[Texto fornecido]
□ □ □
Kardec informa, em O Livro dos Médiuns,
que diante das diversas dificuldades que a prática do Espiritismo
apresenta, precisamos colocar em primeiro plano o problema da obsessão. A
palavra obsessão assume, assim, a função de termo
genérico que designa o conjunto de características diversas resultantes
do grau de constrangimento e da natureza dos efeitos que produz e que
precisamos distinguir com precisão, cujas principais variedades são: a obsessão simples, a fascinação e a subjugação.
A
obsessão simples é a forma de influenciação mais comum e de mais fácil
diagnóstico e cura; a subjugação é o seu oposto, pois ela é um
envolvimento que produz a paralisação da vontade da vítima, fazendo-a
agir mesmo contra a sua vontade. Entretanto, neste estudo, nosso
interesse maior é na problemática fascinação.
A fascinação define Allan Kardec, “trata-se
de uma ilusão criada diretamente pelo Espírito no pensamento do médium e
que paralisa de certa maneira a sua capacidade de julgar as
comunicações. O médium fascinado não se considera enganado. O Espírito
consegue inspirar-lhe uma confiança cega, impedindo-o de ver a
mistificação e de compreender o que escreve, mesmo quando este salta aos
olhos de todos” [1].
□ □ □
[Dados brutos]
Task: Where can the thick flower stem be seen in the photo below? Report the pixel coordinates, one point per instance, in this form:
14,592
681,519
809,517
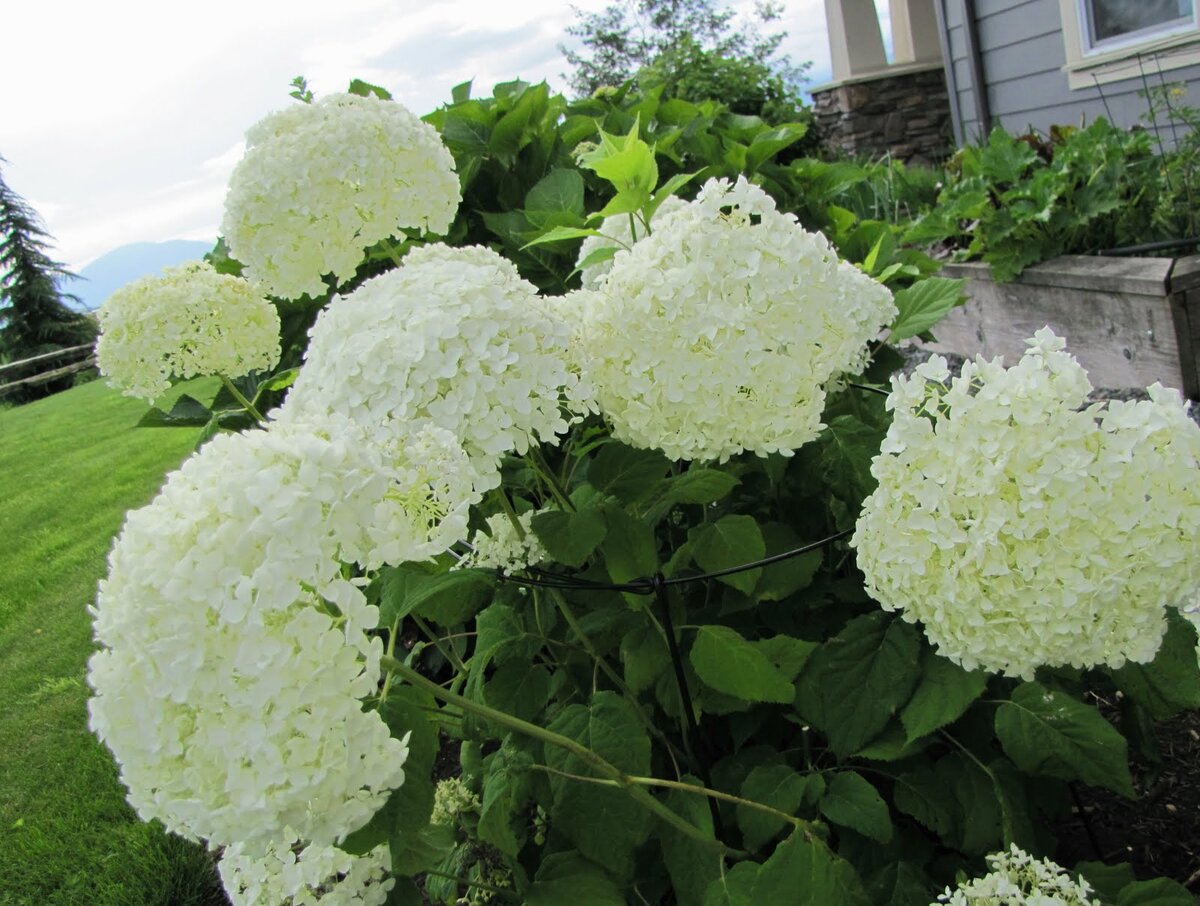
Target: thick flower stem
240,397
579,750
694,789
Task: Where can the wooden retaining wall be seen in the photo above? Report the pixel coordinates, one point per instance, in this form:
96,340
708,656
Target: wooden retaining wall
1129,321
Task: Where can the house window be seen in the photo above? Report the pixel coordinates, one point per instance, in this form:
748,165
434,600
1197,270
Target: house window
1117,40
1111,24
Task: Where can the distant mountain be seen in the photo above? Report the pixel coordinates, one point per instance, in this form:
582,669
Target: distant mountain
113,270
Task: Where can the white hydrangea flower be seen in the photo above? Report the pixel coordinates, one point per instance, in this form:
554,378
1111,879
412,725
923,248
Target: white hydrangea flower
235,654
1021,529
324,875
503,547
625,229
322,183
451,798
718,333
1017,879
190,321
454,337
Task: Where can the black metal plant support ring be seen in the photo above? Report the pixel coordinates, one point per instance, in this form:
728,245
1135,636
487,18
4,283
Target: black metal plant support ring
695,745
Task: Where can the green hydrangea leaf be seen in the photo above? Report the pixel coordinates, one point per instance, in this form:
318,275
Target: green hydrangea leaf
873,663
561,190
778,786
942,695
730,541
569,537
1048,732
853,802
922,305
604,823
645,657
727,663
519,689
803,871
447,597
693,867
625,472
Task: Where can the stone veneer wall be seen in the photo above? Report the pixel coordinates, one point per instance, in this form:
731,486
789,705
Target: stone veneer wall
906,115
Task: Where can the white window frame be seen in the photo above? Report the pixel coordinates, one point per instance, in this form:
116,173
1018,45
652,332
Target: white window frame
1126,58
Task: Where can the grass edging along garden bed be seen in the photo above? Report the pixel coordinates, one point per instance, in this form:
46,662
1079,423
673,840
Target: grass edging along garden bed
1129,321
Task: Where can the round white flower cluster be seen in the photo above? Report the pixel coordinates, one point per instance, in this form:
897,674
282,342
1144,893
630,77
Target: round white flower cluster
322,183
718,333
451,799
190,321
503,547
1017,879
1021,529
455,337
621,231
235,654
316,875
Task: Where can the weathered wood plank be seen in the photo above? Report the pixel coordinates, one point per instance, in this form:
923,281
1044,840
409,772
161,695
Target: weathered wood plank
1186,274
1140,276
1186,312
1122,336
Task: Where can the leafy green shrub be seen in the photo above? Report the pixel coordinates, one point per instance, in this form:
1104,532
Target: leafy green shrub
1018,201
666,679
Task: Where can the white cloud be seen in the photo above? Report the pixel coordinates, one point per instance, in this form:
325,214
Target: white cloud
123,119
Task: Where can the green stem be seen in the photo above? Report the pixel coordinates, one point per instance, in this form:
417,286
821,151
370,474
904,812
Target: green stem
547,474
617,681
695,789
448,653
393,252
1006,820
557,739
245,403
390,652
498,891
507,505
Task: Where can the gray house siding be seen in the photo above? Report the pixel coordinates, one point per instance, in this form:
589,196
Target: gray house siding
1021,59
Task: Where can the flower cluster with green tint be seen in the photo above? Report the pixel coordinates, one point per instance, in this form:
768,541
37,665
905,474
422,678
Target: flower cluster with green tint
190,321
1017,879
305,876
454,337
234,651
322,183
1020,526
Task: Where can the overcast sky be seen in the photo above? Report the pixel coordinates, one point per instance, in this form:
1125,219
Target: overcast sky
121,120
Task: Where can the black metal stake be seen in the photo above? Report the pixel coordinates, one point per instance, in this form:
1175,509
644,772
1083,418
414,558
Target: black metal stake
694,743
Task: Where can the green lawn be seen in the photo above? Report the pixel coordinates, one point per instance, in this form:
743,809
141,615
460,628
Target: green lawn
70,467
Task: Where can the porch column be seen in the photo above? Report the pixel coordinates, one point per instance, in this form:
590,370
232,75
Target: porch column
856,43
915,31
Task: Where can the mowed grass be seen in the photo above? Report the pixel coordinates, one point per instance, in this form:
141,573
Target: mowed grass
70,468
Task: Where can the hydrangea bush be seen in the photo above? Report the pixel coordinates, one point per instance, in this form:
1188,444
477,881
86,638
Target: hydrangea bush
708,609
190,321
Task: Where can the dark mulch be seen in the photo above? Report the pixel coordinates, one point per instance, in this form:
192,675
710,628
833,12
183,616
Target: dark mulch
1158,833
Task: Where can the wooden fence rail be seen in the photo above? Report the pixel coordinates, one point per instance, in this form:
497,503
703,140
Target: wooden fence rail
45,357
88,361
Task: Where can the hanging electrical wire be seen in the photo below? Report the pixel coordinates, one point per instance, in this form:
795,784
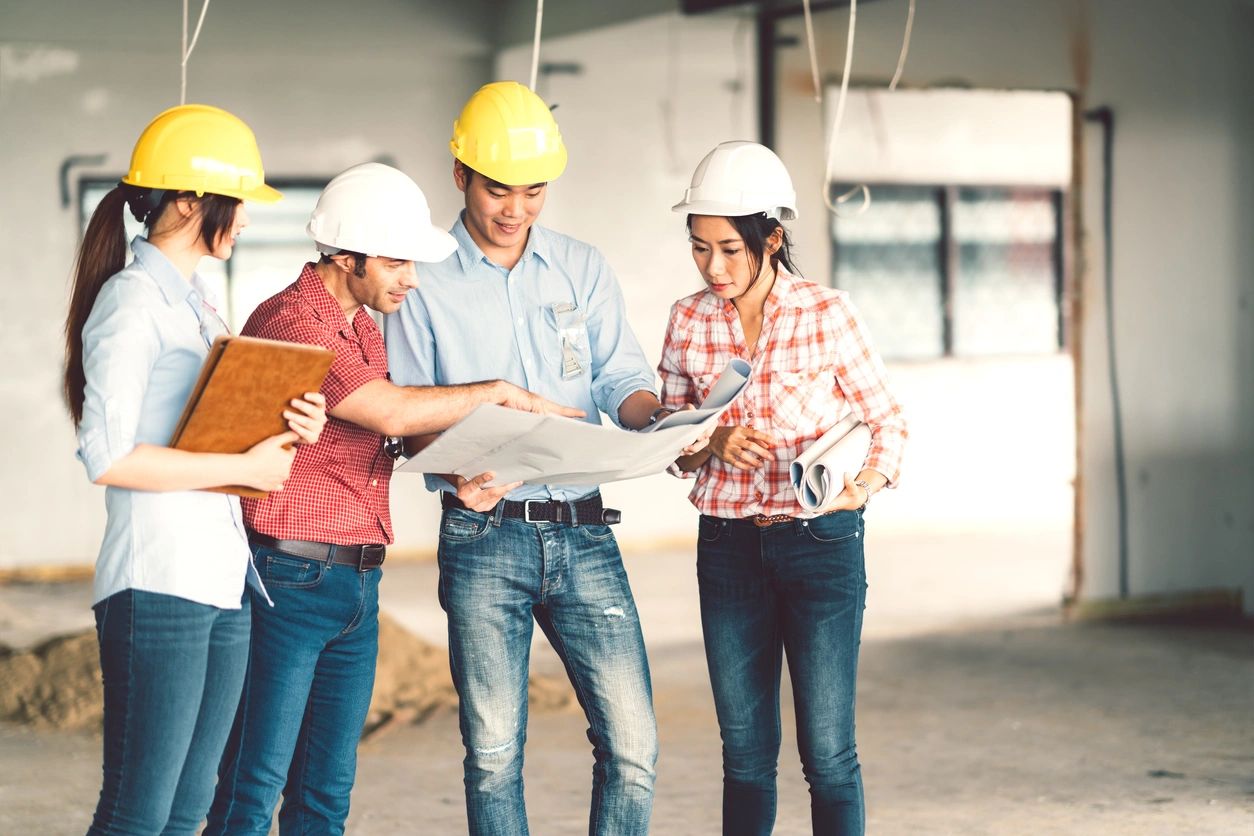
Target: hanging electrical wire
906,48
187,49
536,43
833,206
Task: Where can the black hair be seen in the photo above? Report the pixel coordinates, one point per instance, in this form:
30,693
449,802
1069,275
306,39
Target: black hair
755,229
359,261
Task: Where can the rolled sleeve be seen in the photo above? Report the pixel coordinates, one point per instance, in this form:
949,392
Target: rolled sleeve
677,387
618,364
863,379
121,347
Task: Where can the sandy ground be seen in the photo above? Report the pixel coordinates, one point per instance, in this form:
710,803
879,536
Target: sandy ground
980,712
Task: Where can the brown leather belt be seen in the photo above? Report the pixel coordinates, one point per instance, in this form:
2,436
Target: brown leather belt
590,510
360,557
764,520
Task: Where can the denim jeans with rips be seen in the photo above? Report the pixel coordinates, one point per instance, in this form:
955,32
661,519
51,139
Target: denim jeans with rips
794,588
172,674
305,701
498,578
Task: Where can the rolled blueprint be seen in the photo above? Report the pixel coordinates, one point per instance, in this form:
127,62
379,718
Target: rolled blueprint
818,473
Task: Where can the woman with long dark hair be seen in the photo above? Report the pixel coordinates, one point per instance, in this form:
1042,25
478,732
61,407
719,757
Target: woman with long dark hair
774,578
171,611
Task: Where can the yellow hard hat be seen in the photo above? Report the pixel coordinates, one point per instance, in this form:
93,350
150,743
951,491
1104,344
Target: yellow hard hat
203,149
507,133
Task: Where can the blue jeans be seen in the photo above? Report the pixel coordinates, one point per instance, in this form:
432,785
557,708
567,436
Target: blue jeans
796,588
172,674
495,577
310,677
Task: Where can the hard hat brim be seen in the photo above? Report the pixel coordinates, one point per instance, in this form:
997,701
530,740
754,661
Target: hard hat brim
729,209
263,194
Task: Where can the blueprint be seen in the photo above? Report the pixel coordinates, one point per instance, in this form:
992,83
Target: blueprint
818,474
551,449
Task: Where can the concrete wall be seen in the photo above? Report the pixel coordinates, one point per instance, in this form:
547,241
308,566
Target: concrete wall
1184,275
324,84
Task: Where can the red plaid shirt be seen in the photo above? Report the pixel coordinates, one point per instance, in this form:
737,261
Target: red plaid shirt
337,490
814,365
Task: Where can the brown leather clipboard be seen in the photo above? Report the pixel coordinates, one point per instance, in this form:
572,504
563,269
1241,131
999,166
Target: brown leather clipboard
241,394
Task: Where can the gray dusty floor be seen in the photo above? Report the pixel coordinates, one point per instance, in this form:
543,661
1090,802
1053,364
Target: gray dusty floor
978,712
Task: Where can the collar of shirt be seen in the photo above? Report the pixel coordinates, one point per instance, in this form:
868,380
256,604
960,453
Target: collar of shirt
172,285
469,253
780,296
325,306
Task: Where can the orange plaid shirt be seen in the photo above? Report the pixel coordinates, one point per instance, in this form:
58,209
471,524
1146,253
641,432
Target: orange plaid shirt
814,365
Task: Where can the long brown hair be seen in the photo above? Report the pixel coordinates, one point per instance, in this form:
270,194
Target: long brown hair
103,253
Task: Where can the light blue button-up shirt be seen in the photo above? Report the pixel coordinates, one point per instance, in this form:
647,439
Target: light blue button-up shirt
143,346
556,325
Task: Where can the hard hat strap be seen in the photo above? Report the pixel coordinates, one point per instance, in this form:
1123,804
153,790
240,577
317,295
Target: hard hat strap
142,202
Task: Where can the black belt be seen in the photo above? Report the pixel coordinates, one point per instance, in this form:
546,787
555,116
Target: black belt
360,557
588,510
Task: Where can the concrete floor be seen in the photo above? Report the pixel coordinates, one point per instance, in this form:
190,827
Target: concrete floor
980,712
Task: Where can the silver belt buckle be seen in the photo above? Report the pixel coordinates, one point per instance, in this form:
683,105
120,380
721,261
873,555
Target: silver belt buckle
527,510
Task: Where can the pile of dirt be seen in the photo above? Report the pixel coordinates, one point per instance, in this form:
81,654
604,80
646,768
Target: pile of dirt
57,684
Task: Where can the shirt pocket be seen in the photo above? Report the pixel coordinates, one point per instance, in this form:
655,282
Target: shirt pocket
800,399
568,341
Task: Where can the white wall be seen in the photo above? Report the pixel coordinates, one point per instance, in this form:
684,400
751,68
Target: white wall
324,85
1176,77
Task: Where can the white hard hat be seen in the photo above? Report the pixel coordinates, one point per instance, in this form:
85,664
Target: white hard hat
737,178
376,209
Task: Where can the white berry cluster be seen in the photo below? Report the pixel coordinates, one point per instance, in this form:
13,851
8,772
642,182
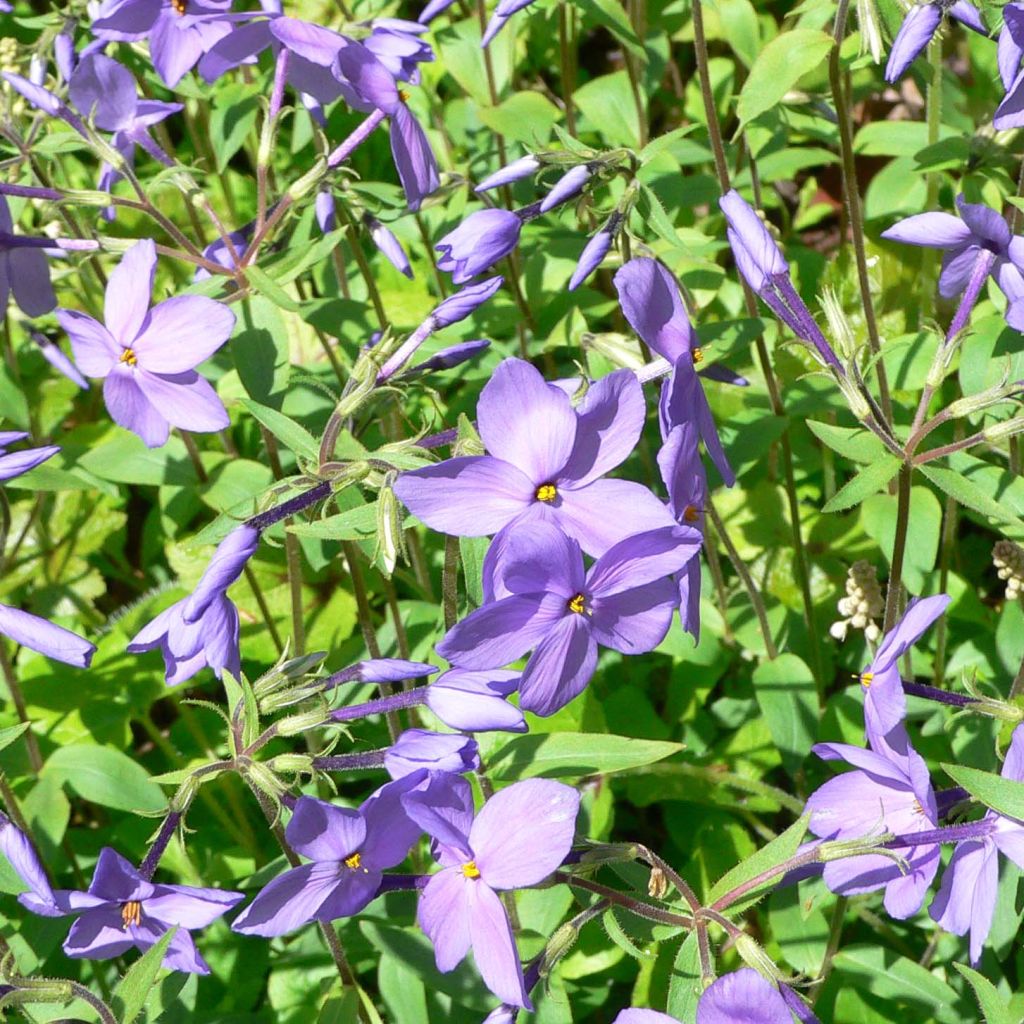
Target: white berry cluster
862,603
1009,559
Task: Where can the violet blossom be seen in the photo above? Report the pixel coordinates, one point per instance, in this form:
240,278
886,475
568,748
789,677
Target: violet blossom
348,850
650,301
520,836
539,595
147,356
202,630
121,909
967,897
890,790
920,25
546,464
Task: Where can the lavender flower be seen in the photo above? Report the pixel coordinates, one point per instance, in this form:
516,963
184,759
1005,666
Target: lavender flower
203,629
349,851
966,900
417,750
889,790
920,26
24,270
521,835
650,301
147,356
122,909
743,997
539,596
978,241
885,704
179,32
15,463
479,242
545,464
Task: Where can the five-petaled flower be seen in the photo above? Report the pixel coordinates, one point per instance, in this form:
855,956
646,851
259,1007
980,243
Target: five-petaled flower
147,356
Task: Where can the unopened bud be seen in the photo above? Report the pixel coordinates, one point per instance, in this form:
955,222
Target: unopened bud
309,181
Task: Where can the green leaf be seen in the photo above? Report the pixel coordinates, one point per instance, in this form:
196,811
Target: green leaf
134,988
293,435
777,69
787,697
868,481
969,494
851,442
992,1005
105,776
573,755
777,851
1004,795
608,104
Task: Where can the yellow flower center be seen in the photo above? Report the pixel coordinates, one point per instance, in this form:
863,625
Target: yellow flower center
131,912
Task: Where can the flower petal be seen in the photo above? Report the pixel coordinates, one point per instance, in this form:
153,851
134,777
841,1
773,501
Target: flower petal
526,422
181,333
523,833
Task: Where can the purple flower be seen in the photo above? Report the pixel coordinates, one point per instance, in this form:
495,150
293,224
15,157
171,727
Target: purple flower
121,909
650,301
45,638
683,473
105,90
147,356
920,26
763,266
521,168
474,701
545,464
349,851
416,750
203,629
179,32
978,237
479,242
521,835
567,185
15,463
885,704
742,997
966,900
539,596
24,269
890,790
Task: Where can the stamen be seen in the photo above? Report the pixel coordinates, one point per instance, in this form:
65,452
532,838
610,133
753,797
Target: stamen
131,913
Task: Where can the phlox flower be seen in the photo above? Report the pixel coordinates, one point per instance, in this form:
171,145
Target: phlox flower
348,850
890,790
147,356
545,464
540,596
520,836
966,900
121,909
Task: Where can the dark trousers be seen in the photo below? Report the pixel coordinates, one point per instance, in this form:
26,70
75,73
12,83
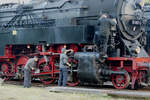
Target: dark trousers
63,77
27,78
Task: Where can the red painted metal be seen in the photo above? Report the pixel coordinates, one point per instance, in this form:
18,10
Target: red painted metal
120,81
22,60
74,47
4,68
134,69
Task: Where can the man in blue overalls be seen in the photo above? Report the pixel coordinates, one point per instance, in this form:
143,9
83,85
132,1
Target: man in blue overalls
30,65
63,68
□ □ □
[Instrução]
Resuma em duas frases o texto sobre a obsessão. Por favor, baseie-se somente no texto sobre a obsessão.

[Resposta]
Segundo Kardec, em O Livro dos Médiuns, a obsessão é o problema a pôr em primeiro plano na prática do Espiritismo, e o termo abrange três variedades principais: a obsessão simples, a mais comum e de diagnóstico e cura mais fáceis, a fascinação e a subjugação, que paralisa a vontade da vítima. A fascinação, que mais interessa ao estudo, é uma ilusão criada pelo Espírito no pensamento do médium que paralisa em certa medida sua capacidade de julgar as comunicações e lhe inspira uma confiança cega, impedindo-o de ver a mistificação.